● **FRAGMENTO**:
--------------------------------------------------

Veinticinco años después de su nacimiento, en 1967, ya se escucharon voces de alarma en el consistorio. Uno de los concejales, en el pleno de mayo, alertaba de que "el viaducto amenaza ruina. Tiene varias grietas peligrosas". La advertencia no pasó de ahí. Aunque el Ayuntamiento no se movilizó, tampoco dio carpetazo. Dejó el tema en el limbo de los asuntos pendientes. En abril de 1974, con Miguel Ángel García Lomas en la alcaldía, se acordó limitar el tránsito de vehículos de más de tres toneladas y media. También en esta época se convocó un concurso de ideas que fue presentado al entonces presidente del Gobierno, Carlos Arias Navarro. Un arquitecto municipal, con visión de futuro, diseñó un nuevo puente con tres plantas de aparcamiento bajo el tablero. Era la versión aérea del estacionamiento de la plaza de Oriente, construido más de 20 años después. Pasaron dos años sin noticias del puente hasta el "verano de marras", como recuerda González Paz ese agosto de 1976, en que tuvo que suspender sus vacaciones para "coger por los cuernos ese primer toro de una larga y peligrosa corrida".

--------------------------------------------------

● **EJERCICIOS**:
[a] Resume en forma de lista el párrafo del fragmento sobre el viaducto que empieza con «Veinticinco años después» y conserva sus datos principales.
[b] Continúa el fragmento sobre el viaducto a partir de su última oración.
Las filas que aparecen a continuación son material independiente del fragmento.

--------------------------------------------------

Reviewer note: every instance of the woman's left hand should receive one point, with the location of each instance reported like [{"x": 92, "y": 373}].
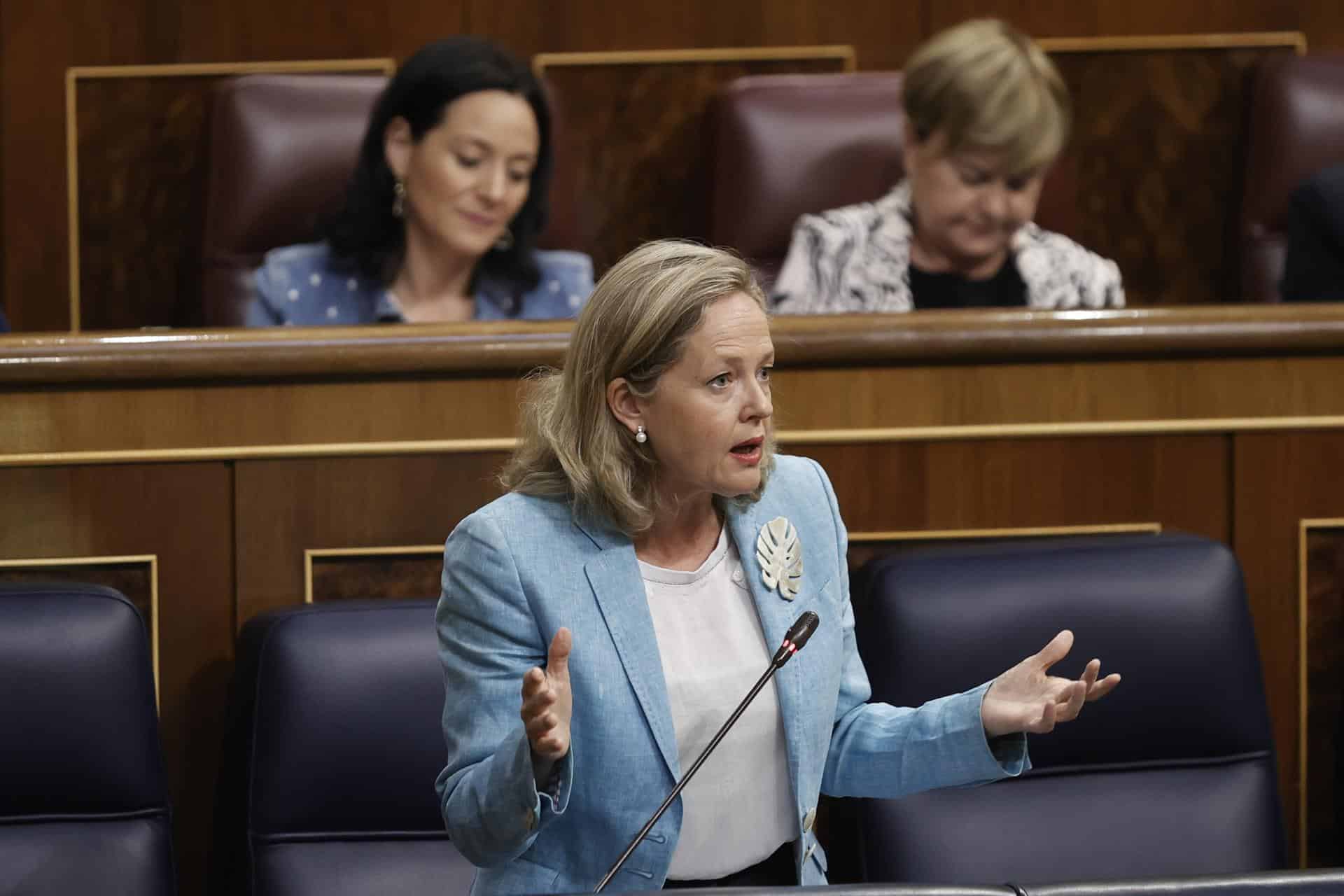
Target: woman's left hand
[{"x": 1028, "y": 699}]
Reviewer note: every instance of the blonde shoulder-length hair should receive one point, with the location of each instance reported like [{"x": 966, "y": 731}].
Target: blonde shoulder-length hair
[
  {"x": 635, "y": 326},
  {"x": 986, "y": 85}
]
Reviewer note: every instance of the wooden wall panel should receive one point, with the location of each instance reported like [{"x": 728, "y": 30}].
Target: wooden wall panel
[
  {"x": 1317, "y": 19},
  {"x": 1323, "y": 593},
  {"x": 182, "y": 514},
  {"x": 882, "y": 33},
  {"x": 1282, "y": 479},
  {"x": 1148, "y": 127},
  {"x": 286, "y": 508},
  {"x": 1179, "y": 481}
]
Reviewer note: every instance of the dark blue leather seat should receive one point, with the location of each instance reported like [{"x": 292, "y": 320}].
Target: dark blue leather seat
[
  {"x": 335, "y": 745},
  {"x": 1328, "y": 881},
  {"x": 1172, "y": 774},
  {"x": 84, "y": 802}
]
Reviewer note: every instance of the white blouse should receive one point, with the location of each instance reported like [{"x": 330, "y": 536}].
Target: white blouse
[{"x": 739, "y": 806}]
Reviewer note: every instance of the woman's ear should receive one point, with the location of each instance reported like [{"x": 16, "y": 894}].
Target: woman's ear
[
  {"x": 624, "y": 403},
  {"x": 397, "y": 147}
]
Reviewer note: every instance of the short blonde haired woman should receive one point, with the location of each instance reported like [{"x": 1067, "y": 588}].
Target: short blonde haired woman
[
  {"x": 603, "y": 620},
  {"x": 986, "y": 115}
]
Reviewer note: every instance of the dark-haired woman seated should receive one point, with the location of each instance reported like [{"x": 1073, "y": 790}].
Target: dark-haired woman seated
[{"x": 444, "y": 209}]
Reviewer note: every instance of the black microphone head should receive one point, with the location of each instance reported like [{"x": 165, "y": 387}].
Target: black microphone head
[
  {"x": 803, "y": 629},
  {"x": 796, "y": 637}
]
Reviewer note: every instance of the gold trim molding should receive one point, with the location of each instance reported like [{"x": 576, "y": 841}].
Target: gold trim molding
[
  {"x": 543, "y": 61},
  {"x": 127, "y": 559},
  {"x": 1304, "y": 528},
  {"x": 316, "y": 554},
  {"x": 1190, "y": 426},
  {"x": 190, "y": 70},
  {"x": 1294, "y": 41}
]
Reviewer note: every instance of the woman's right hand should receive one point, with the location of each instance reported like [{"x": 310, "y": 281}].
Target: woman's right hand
[{"x": 547, "y": 707}]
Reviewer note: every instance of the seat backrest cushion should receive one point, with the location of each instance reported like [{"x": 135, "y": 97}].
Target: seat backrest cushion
[{"x": 1171, "y": 774}]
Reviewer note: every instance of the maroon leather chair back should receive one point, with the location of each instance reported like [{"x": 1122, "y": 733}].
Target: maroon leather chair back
[
  {"x": 788, "y": 146},
  {"x": 1296, "y": 130},
  {"x": 283, "y": 148}
]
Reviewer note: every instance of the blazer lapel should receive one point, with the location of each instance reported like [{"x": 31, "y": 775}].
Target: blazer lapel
[
  {"x": 776, "y": 617},
  {"x": 615, "y": 577}
]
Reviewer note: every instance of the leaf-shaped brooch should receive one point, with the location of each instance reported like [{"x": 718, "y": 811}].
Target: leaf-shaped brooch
[{"x": 780, "y": 555}]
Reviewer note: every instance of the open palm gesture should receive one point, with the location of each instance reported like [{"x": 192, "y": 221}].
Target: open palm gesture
[{"x": 1026, "y": 697}]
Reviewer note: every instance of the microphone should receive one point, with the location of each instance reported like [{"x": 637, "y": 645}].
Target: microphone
[
  {"x": 796, "y": 637},
  {"x": 793, "y": 641}
]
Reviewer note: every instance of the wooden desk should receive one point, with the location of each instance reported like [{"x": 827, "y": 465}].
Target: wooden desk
[{"x": 217, "y": 475}]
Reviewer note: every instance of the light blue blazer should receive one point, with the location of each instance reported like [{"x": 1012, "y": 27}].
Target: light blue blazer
[{"x": 521, "y": 567}]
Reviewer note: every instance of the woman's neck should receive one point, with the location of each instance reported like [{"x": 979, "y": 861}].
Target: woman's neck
[
  {"x": 683, "y": 536},
  {"x": 433, "y": 285}
]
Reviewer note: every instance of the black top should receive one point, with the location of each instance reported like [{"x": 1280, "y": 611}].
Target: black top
[{"x": 1006, "y": 289}]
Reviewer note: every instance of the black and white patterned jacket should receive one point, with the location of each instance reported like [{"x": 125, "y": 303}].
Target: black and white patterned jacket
[{"x": 858, "y": 260}]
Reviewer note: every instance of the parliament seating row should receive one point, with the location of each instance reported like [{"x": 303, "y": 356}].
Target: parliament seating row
[
  {"x": 778, "y": 147},
  {"x": 334, "y": 739}
]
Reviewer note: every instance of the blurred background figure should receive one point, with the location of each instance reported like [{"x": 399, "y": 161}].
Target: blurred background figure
[
  {"x": 1313, "y": 270},
  {"x": 442, "y": 210},
  {"x": 986, "y": 115}
]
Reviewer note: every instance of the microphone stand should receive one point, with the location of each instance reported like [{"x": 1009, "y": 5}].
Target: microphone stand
[{"x": 797, "y": 636}]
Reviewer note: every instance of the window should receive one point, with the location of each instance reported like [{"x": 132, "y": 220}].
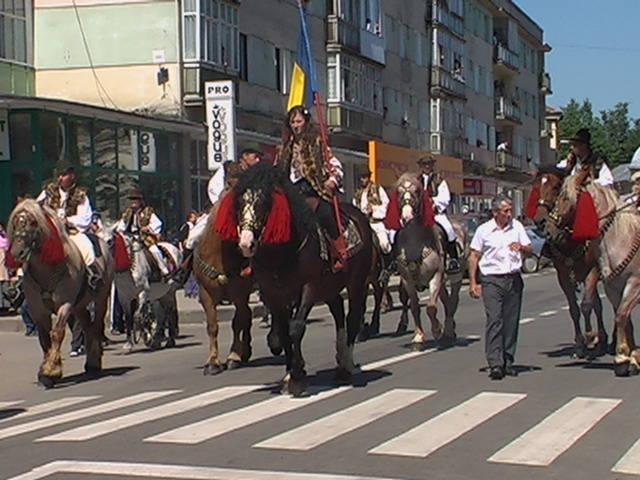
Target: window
[
  {"x": 211, "y": 33},
  {"x": 354, "y": 82}
]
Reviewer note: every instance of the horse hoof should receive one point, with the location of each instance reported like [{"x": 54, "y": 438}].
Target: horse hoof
[
  {"x": 343, "y": 376},
  {"x": 622, "y": 369},
  {"x": 210, "y": 370},
  {"x": 233, "y": 365},
  {"x": 46, "y": 381}
]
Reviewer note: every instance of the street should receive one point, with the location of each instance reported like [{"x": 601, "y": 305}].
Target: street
[{"x": 407, "y": 415}]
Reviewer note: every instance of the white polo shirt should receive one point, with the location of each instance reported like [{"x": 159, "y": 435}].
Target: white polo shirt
[{"x": 493, "y": 243}]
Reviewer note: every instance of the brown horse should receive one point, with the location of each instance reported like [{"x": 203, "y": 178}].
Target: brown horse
[
  {"x": 575, "y": 264},
  {"x": 420, "y": 257},
  {"x": 58, "y": 288},
  {"x": 618, "y": 246},
  {"x": 217, "y": 265},
  {"x": 292, "y": 267}
]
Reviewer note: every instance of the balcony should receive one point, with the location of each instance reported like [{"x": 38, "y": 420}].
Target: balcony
[
  {"x": 360, "y": 41},
  {"x": 343, "y": 33},
  {"x": 445, "y": 83},
  {"x": 507, "y": 112},
  {"x": 506, "y": 62},
  {"x": 342, "y": 118},
  {"x": 545, "y": 84},
  {"x": 508, "y": 161},
  {"x": 445, "y": 18}
]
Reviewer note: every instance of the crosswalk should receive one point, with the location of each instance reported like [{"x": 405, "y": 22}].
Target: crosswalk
[{"x": 539, "y": 444}]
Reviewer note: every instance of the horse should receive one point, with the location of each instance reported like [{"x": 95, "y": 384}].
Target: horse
[
  {"x": 575, "y": 264},
  {"x": 290, "y": 262},
  {"x": 419, "y": 254},
  {"x": 217, "y": 265},
  {"x": 141, "y": 294},
  {"x": 55, "y": 284},
  {"x": 617, "y": 254}
]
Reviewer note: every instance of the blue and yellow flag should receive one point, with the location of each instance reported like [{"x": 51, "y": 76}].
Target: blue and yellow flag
[{"x": 303, "y": 78}]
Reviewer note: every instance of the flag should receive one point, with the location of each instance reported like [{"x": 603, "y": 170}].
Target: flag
[{"x": 303, "y": 79}]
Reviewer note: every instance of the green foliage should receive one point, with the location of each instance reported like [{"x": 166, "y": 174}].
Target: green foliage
[{"x": 613, "y": 133}]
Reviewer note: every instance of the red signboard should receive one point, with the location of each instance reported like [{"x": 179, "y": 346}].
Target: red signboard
[{"x": 472, "y": 186}]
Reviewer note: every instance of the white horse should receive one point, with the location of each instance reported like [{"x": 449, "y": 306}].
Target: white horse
[{"x": 143, "y": 298}]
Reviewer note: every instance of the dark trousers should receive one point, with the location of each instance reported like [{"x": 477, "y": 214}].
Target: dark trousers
[{"x": 502, "y": 297}]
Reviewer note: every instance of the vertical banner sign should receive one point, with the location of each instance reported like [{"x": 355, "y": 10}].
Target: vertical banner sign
[
  {"x": 221, "y": 123},
  {"x": 143, "y": 150},
  {"x": 5, "y": 154}
]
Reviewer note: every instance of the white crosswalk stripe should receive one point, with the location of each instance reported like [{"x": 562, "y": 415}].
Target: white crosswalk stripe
[
  {"x": 428, "y": 437},
  {"x": 321, "y": 431},
  {"x": 98, "y": 429},
  {"x": 50, "y": 406},
  {"x": 84, "y": 413},
  {"x": 214, "y": 427},
  {"x": 545, "y": 442}
]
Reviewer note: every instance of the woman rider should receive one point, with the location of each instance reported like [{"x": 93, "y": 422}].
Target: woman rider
[{"x": 301, "y": 155}]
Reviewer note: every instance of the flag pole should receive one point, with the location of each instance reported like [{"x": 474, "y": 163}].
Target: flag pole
[{"x": 317, "y": 102}]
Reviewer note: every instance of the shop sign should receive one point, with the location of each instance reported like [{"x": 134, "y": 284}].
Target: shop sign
[
  {"x": 472, "y": 186},
  {"x": 5, "y": 154},
  {"x": 145, "y": 155},
  {"x": 221, "y": 126}
]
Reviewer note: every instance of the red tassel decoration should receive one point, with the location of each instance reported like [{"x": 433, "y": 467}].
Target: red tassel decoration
[
  {"x": 585, "y": 224},
  {"x": 52, "y": 250},
  {"x": 120, "y": 255},
  {"x": 226, "y": 224},
  {"x": 392, "y": 219},
  {"x": 277, "y": 228},
  {"x": 428, "y": 213},
  {"x": 532, "y": 203}
]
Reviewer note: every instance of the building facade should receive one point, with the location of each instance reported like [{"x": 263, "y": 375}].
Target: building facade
[{"x": 454, "y": 77}]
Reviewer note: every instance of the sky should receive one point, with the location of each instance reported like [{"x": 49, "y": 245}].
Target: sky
[{"x": 595, "y": 50}]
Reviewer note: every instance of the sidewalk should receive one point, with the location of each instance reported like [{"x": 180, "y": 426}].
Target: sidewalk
[{"x": 189, "y": 309}]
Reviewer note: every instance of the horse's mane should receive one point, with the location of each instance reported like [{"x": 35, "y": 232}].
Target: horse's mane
[
  {"x": 39, "y": 213},
  {"x": 408, "y": 177},
  {"x": 266, "y": 178}
]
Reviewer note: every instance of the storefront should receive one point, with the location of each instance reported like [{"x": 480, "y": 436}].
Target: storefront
[
  {"x": 388, "y": 162},
  {"x": 114, "y": 151}
]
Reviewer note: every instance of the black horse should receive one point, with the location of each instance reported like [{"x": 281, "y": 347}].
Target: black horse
[{"x": 279, "y": 233}]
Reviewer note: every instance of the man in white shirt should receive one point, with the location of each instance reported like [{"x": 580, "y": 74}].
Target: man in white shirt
[
  {"x": 141, "y": 219},
  {"x": 71, "y": 203},
  {"x": 438, "y": 190},
  {"x": 497, "y": 249},
  {"x": 582, "y": 157},
  {"x": 372, "y": 200}
]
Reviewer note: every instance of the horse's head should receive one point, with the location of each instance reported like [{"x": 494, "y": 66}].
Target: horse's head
[
  {"x": 409, "y": 192},
  {"x": 26, "y": 229}
]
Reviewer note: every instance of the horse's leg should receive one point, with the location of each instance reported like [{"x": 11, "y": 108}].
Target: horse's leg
[
  {"x": 213, "y": 366},
  {"x": 241, "y": 326},
  {"x": 403, "y": 325},
  {"x": 51, "y": 369},
  {"x": 569, "y": 289},
  {"x": 435, "y": 288}
]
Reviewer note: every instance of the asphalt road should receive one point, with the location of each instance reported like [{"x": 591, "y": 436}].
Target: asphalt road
[{"x": 432, "y": 414}]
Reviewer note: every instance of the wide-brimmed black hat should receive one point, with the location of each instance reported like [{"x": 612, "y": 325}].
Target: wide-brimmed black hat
[
  {"x": 135, "y": 194},
  {"x": 63, "y": 167},
  {"x": 583, "y": 136}
]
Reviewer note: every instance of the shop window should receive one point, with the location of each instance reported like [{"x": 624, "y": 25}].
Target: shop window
[
  {"x": 20, "y": 137},
  {"x": 105, "y": 145},
  {"x": 52, "y": 127},
  {"x": 79, "y": 141}
]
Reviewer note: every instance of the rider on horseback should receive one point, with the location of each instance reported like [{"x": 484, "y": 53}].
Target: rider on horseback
[
  {"x": 372, "y": 200},
  {"x": 141, "y": 219},
  {"x": 438, "y": 190},
  {"x": 582, "y": 157},
  {"x": 301, "y": 155},
  {"x": 71, "y": 203}
]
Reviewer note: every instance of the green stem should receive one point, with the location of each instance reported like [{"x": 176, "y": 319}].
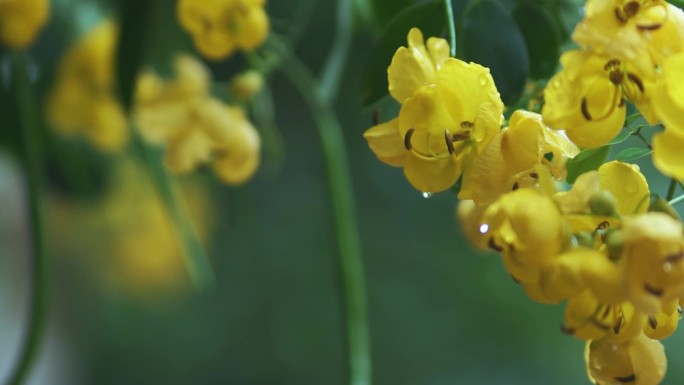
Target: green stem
[
  {"x": 340, "y": 188},
  {"x": 196, "y": 261},
  {"x": 676, "y": 200},
  {"x": 30, "y": 137},
  {"x": 330, "y": 79},
  {"x": 671, "y": 189},
  {"x": 452, "y": 27},
  {"x": 131, "y": 49}
]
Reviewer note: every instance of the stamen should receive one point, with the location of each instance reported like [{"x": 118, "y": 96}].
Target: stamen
[
  {"x": 407, "y": 138},
  {"x": 676, "y": 257},
  {"x": 376, "y": 116},
  {"x": 635, "y": 79},
  {"x": 447, "y": 139},
  {"x": 653, "y": 290},
  {"x": 626, "y": 379},
  {"x": 618, "y": 325},
  {"x": 585, "y": 109}
]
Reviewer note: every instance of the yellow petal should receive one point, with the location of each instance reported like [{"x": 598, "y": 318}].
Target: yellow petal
[{"x": 386, "y": 142}]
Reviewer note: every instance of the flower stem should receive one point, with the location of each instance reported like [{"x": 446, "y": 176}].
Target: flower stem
[
  {"x": 340, "y": 188},
  {"x": 130, "y": 52},
  {"x": 452, "y": 27},
  {"x": 30, "y": 138},
  {"x": 671, "y": 189}
]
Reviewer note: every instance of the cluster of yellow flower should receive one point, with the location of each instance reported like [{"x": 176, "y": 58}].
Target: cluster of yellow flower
[
  {"x": 180, "y": 114},
  {"x": 194, "y": 126},
  {"x": 21, "y": 20},
  {"x": 219, "y": 27},
  {"x": 605, "y": 246}
]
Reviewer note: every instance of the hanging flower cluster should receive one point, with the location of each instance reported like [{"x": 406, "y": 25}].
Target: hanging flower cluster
[
  {"x": 604, "y": 246},
  {"x": 220, "y": 27},
  {"x": 83, "y": 100},
  {"x": 195, "y": 127}
]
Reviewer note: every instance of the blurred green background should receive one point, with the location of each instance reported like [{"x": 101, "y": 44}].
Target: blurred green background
[{"x": 440, "y": 313}]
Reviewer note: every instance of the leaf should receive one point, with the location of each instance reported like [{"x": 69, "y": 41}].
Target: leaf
[
  {"x": 542, "y": 37},
  {"x": 632, "y": 153},
  {"x": 624, "y": 135},
  {"x": 491, "y": 38},
  {"x": 587, "y": 160},
  {"x": 429, "y": 17}
]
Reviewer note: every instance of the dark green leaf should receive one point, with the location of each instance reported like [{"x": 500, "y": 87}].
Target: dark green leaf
[
  {"x": 429, "y": 17},
  {"x": 587, "y": 160},
  {"x": 542, "y": 37},
  {"x": 632, "y": 153},
  {"x": 622, "y": 137},
  {"x": 491, "y": 38}
]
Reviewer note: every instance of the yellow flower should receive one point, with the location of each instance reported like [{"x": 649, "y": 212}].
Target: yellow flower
[
  {"x": 509, "y": 160},
  {"x": 642, "y": 33},
  {"x": 83, "y": 101},
  {"x": 668, "y": 102},
  {"x": 194, "y": 127},
  {"x": 21, "y": 20},
  {"x": 219, "y": 27},
  {"x": 640, "y": 361},
  {"x": 653, "y": 255},
  {"x": 415, "y": 66},
  {"x": 587, "y": 98},
  {"x": 450, "y": 111},
  {"x": 622, "y": 181},
  {"x": 527, "y": 227}
]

--------------------------------------------------

● **SOLUCIONES**:
[a]
- En mayo de 1967, veinticinco años después de su construcción, un concejal advirtió en el pleno que el viaducto amenazaba ruina por varias grietas peligrosas.
- El Ayuntamiento no actuó, pero tampoco cerró el asunto, que quedó pendiente.
- En abril de 1974, con Miguel Ángel García Lomas como alcalde, se limitó el paso de vehículos de más de tres toneladas y media.
- En esa época se convocó un concurso de ideas, presentado al presidente del Gobierno, Carlos Arias Navarro.
- Un arquitecto municipal diseñó un puente nuevo con tres plantas de aparcamiento bajo el tablero, una versión aérea del estacionamiento de la plaza de Oriente, construido más de 20 años después.
- Tras dos años sin noticias, en agosto de 1976 González Paz tuvo que suspender sus vacaciones para enfrentarse al problema.

[b]
Columnistas y técnicos provocaron una efervescencia de opiniones, totalmente polarizada. Mientras algunos diarios como Arriba apostaban por innovar en lugar de conservar -"El Viaducto ya estaba sentenciado. De nada serviría prolongar con sobresaltos su servicio. Vamos a por el nuevo"-, otros, como Pueblo, se llevaban las manos a la cabeza. "Cuando la piqueta arremete contra alguna construcción estimable es cosa de echarse a temblar... El resultado es, con triste frecuencia, un desgarrón en el tejido urbano, al que acompaña la construcción de alguna cosa, generalmente elefantiásica". "La demolición del Viaducto es un asalto a la razón", aseguraba Umbral.
En septiembre fueron los colegios de Arquitectos y Arquitectos Técnicos los que se pronunciaron en favor de la reposición sólo del tablero. Opinión compartida por uno de los padres del puente, Juan José Aracil. Sin embargo, Arespacochaga mostraba más interés por cuestiones prácticas que estéticas. Los 5.000 camiones que serían necesarios para desescombrar si se consumaba el derribo le quitaban el sueño.
González Paz asegura que entonces no estaba ni a favor ni en contra del derribo. "Lo que pasó es que al entrar en el Ayuntamiento me encontré con un hombre muy preparado como el amigo Misol. Cuando él vino con el "que se cae, que se cae", nos metió el miedo en el cuerpo a todos". Para imponer el sentido común decidió pisar personalmente el ruinoso puente. Luego mandó retirar las escorias para ver el grado de deterioro de los fondos de los cajones que las contenían. Comprobó que el mal no era irreparable. "Entonces decidí, con el beneplácito del alcalde, repetir la experiencia republicana para que nadie nos acusara de ser la derecha recalcitrante y convocar un concurso de proyecto y ejecución. No se descartaba la demolición y la construcción ex novo, pero tampoco la remodelación o reparación gruesa".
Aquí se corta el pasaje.